----- Records for this task

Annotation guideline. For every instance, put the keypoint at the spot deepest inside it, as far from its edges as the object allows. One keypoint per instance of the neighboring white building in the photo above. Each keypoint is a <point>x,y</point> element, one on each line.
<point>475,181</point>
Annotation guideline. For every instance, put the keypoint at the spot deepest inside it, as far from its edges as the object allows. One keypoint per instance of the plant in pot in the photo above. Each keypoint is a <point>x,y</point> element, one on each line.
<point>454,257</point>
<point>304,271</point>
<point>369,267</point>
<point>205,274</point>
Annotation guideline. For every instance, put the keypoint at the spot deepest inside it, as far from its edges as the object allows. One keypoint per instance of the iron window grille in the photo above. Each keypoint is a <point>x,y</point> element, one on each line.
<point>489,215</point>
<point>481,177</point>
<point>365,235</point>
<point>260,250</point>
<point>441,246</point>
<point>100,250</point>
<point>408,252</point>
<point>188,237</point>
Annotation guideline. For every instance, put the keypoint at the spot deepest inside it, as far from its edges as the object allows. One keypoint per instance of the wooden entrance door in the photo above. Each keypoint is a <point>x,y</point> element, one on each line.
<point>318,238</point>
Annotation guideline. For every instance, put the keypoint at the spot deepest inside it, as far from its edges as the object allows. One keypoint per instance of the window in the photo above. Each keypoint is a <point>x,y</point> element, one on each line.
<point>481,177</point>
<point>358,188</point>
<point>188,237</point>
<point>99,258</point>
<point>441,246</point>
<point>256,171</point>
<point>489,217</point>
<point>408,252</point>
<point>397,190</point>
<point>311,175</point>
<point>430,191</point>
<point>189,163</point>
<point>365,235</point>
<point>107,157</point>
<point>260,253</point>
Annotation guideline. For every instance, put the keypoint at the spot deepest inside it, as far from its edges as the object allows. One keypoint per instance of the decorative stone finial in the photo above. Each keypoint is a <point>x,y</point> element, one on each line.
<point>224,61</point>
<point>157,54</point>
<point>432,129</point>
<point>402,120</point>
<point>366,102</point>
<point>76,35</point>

----------

Task to complete | Starting at the top, retype every line of the material above exactly.

Result |
Annotation guideline. For every instance, put the keypoint at the spot deepest inside it, as far from its edges as the object allows. One keypoint per instance of the neighboring white building in the photo above. Each keypoint is a <point>x,y</point> element, one on each line.
<point>475,181</point>
Annotation guideline. For every instance, put the keypoint at the spot deepest inside it, as far from its edges as the object allows. One keypoint per instance of the plant in pot in the photo above. Each keypoint is a <point>x,y</point> element, one on each line.
<point>454,257</point>
<point>304,271</point>
<point>369,267</point>
<point>205,274</point>
Annotation guideline. For every instance, put the keypoint at the spot deepest inside it, as far from its edges as the object allows. One keypoint per instance of the iron window grille in the photo above. Each keypoint is a <point>x,y</point> element, one on each line.
<point>489,215</point>
<point>481,177</point>
<point>365,235</point>
<point>260,250</point>
<point>441,246</point>
<point>100,250</point>
<point>408,252</point>
<point>188,237</point>
Annotation guideline. For every instance, put the keypoint at the spot deepest inside it, as far from its edges as the object allows. One keypoint per instance of the wooden entrance door in the photo above. Each keypoint is a <point>x,y</point> element, one on each line.
<point>318,238</point>
Annotation guideline. For every instance, put the keypoint at the spot deepest inside it, as far from its edges as the object allows. One keypoint per instance of the window in the photo above. Each keypoint is a <point>x,y</point> element, one on each line.
<point>481,177</point>
<point>358,188</point>
<point>188,237</point>
<point>99,258</point>
<point>441,246</point>
<point>256,171</point>
<point>489,217</point>
<point>408,252</point>
<point>397,190</point>
<point>311,175</point>
<point>430,191</point>
<point>189,163</point>
<point>365,235</point>
<point>107,157</point>
<point>260,253</point>
Annotation guideline. For every instance, put the keypoint at the spot deepest inside it, as far from its edges as the object allows. One keypoint per instance of the decorative stone finial in the photo above. Each keypoint is a <point>x,y</point> element, one on each line.
<point>224,61</point>
<point>157,54</point>
<point>432,129</point>
<point>402,120</point>
<point>366,102</point>
<point>76,35</point>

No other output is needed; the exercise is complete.